The required output is the exact run of lines below that opens at the line with "object: blue sky" and closes at the line with "object: wall sconce light".

━━ Records for processing

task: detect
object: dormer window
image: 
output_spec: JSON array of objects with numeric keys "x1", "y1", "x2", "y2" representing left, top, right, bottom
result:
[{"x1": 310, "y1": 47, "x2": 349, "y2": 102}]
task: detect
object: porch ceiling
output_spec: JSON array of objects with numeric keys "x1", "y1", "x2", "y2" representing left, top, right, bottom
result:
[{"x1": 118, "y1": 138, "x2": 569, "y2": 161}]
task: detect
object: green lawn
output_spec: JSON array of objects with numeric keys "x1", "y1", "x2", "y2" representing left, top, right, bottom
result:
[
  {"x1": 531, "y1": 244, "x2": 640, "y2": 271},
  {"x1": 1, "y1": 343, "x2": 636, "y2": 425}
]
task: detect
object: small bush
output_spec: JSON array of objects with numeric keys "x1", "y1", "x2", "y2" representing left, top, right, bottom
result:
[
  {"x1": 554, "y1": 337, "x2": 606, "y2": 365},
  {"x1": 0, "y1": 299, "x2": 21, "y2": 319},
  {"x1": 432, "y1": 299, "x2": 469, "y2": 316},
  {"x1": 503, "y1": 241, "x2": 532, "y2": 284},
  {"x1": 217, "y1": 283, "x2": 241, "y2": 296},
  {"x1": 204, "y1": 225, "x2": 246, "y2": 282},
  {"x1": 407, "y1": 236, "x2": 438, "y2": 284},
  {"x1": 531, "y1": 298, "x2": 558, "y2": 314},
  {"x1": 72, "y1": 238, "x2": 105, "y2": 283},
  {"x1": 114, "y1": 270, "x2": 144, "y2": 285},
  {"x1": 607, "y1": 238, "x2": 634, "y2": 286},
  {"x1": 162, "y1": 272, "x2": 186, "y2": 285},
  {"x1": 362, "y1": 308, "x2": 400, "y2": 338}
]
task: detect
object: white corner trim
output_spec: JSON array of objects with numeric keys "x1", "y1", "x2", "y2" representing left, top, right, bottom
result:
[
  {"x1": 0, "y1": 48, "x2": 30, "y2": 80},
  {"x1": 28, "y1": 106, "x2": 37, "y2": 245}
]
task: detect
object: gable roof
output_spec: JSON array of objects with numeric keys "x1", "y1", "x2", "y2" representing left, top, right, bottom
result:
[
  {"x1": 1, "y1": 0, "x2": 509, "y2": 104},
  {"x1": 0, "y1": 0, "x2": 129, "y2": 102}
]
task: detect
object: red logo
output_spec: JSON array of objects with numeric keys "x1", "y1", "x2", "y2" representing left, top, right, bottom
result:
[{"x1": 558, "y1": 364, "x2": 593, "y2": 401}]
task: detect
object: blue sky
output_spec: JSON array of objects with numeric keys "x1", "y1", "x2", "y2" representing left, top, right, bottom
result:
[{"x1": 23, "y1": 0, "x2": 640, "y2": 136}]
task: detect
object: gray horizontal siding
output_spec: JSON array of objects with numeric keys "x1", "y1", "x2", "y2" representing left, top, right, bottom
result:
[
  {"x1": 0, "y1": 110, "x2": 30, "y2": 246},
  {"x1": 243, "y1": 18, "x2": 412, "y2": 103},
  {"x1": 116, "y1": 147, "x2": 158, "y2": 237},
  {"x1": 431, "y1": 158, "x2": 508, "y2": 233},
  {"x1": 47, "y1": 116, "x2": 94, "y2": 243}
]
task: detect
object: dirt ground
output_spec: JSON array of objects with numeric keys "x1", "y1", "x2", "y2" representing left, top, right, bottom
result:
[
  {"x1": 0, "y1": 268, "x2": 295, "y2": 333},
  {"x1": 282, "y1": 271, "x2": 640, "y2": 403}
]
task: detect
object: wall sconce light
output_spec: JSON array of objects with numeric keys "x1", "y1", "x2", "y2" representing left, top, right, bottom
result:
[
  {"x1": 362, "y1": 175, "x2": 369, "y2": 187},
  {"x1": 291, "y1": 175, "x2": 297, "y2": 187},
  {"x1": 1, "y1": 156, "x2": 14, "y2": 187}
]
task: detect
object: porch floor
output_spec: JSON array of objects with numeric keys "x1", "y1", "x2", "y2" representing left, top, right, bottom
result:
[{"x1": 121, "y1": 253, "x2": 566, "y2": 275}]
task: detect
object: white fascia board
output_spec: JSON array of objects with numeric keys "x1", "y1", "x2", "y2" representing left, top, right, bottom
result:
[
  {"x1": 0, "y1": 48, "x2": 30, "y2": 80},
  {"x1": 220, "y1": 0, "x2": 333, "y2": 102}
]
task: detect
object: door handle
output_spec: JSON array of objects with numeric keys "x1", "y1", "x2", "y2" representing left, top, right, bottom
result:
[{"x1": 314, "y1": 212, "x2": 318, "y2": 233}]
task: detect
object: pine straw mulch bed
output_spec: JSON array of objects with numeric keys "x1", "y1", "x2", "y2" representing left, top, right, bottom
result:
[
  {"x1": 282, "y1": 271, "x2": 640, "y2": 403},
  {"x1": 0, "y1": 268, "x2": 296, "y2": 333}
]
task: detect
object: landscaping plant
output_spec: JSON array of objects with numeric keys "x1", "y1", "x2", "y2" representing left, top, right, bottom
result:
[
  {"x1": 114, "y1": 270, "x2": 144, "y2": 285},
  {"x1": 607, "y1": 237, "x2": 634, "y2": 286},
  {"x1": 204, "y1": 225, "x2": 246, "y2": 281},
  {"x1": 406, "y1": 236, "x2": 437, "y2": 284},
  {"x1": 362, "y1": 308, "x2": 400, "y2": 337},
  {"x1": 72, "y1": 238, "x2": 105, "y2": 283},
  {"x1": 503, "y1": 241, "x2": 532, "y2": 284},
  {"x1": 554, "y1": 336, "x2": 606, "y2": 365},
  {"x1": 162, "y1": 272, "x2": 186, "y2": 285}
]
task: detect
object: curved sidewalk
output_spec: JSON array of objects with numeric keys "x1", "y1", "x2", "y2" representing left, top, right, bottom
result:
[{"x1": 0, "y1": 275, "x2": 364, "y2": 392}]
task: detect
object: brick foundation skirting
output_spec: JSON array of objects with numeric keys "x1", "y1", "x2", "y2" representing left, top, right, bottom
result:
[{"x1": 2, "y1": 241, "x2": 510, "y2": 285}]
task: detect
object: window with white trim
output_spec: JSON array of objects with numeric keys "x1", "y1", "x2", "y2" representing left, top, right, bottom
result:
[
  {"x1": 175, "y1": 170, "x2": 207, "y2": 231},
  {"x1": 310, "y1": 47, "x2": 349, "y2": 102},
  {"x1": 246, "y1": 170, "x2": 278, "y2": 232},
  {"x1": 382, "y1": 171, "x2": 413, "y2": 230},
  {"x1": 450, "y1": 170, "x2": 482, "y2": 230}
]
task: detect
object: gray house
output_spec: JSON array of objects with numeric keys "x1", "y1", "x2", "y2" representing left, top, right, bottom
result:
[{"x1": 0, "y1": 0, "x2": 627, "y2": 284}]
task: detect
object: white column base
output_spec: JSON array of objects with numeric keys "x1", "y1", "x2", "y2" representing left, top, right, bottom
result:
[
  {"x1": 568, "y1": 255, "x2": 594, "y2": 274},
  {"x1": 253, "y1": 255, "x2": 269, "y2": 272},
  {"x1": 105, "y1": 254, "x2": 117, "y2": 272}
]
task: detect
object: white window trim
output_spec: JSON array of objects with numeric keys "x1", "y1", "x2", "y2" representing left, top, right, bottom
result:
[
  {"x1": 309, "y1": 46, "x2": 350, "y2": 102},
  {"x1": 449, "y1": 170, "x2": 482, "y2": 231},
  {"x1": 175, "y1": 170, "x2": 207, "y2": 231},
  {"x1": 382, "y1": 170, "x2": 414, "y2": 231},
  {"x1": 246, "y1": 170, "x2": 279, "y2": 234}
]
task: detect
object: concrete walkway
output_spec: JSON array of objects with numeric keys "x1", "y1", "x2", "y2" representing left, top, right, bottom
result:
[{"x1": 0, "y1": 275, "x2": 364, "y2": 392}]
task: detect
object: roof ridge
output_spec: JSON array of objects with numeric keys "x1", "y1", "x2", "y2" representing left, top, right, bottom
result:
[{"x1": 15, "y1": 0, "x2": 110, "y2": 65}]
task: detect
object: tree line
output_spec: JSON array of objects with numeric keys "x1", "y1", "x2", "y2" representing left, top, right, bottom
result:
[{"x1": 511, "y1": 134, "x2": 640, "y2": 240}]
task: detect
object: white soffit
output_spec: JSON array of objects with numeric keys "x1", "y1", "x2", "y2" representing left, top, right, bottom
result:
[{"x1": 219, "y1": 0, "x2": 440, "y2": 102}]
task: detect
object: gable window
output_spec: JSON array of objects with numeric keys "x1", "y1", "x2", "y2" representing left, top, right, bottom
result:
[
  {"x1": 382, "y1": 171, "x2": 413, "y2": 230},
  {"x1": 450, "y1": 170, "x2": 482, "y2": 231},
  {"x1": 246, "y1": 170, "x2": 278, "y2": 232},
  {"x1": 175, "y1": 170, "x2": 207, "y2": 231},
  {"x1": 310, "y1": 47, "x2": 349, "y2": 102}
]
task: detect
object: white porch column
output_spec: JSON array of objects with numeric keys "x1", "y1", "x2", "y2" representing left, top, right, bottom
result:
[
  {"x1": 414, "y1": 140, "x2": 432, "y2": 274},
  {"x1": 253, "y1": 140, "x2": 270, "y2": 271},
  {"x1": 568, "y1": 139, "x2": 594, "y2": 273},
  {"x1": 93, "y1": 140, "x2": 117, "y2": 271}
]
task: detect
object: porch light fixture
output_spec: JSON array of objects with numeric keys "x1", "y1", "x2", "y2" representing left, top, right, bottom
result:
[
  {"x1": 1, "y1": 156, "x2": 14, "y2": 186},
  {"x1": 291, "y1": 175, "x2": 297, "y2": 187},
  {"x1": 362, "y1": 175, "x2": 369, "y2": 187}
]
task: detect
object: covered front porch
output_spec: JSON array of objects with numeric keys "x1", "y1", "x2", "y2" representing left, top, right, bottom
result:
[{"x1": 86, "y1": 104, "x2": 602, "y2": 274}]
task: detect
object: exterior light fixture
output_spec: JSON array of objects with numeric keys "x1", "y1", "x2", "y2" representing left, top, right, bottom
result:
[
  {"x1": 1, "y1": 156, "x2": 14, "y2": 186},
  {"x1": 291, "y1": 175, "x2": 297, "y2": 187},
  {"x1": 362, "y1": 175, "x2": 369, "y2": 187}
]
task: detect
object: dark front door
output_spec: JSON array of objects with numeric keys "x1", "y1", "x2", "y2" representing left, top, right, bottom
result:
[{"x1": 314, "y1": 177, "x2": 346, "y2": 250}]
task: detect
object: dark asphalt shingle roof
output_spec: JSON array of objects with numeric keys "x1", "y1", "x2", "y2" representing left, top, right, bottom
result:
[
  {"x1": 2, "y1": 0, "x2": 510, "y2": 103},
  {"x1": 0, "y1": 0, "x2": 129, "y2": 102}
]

━━━━

* Exercise result
object: blue sky
output_spec: JSON array of objects with numeric keys "x1", "y1", "x2", "y2" representing left, top, right, bottom
result:
[{"x1": 23, "y1": 0, "x2": 640, "y2": 136}]
task: detect
object: gray horizontal siding
output_spec: JSON array of objects with numeric keys "x1", "y1", "x2", "y2" representing left, top, right, bottom
result:
[
  {"x1": 0, "y1": 110, "x2": 30, "y2": 246},
  {"x1": 243, "y1": 18, "x2": 412, "y2": 103},
  {"x1": 116, "y1": 147, "x2": 158, "y2": 237},
  {"x1": 431, "y1": 158, "x2": 508, "y2": 233},
  {"x1": 47, "y1": 116, "x2": 94, "y2": 243}
]
task: detect
object: dirt ground
output_spec: JSON array of objects with numeric keys "x1", "y1", "x2", "y2" representing left, top, right, bottom
result:
[
  {"x1": 0, "y1": 268, "x2": 295, "y2": 333},
  {"x1": 282, "y1": 271, "x2": 640, "y2": 403}
]
task: detect
object: wall sconce light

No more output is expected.